## ACTIVITY
Reproduce all of the data that follows, character for character.

Saved entries:
▶
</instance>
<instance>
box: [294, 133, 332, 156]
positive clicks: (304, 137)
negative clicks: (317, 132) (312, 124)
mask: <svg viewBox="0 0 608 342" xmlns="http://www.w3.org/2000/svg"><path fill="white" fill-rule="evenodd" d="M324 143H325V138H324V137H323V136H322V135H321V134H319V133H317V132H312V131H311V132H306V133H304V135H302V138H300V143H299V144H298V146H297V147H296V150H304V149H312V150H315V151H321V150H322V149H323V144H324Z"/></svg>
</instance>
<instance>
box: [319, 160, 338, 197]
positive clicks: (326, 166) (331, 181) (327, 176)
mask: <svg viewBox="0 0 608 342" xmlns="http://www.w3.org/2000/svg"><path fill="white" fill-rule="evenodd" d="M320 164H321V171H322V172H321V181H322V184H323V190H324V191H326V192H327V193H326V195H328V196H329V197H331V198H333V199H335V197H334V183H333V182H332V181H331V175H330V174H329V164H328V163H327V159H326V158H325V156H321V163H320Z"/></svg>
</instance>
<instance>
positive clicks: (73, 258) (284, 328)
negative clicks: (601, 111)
◀
## RESULT FOR THIS TASK
</instance>
<instance>
box: [294, 133, 332, 156]
positive clicks: (304, 137)
negative clicks: (317, 132) (312, 124)
mask: <svg viewBox="0 0 608 342" xmlns="http://www.w3.org/2000/svg"><path fill="white" fill-rule="evenodd" d="M324 143H325V138H324V137H323V136H322V135H321V134H319V133H317V132H312V131H311V132H306V133H304V135H302V138H300V143H299V144H298V146H297V147H296V150H304V149H312V150H315V151H321V150H322V149H323V144H324Z"/></svg>
</instance>
<instance>
box: [319, 160, 338, 197]
positive clicks: (326, 166) (331, 181) (327, 176)
mask: <svg viewBox="0 0 608 342" xmlns="http://www.w3.org/2000/svg"><path fill="white" fill-rule="evenodd" d="M320 164H321V171H322V172H321V181H322V184H323V190H324V191H326V192H327V193H326V195H328V196H329V197H331V198H333V199H335V197H334V183H333V182H332V181H331V175H330V174H329V164H328V163H327V159H326V158H325V156H321V163H320Z"/></svg>
</instance>
<instance>
positive clicks: (73, 258) (284, 328)
negative clicks: (601, 111)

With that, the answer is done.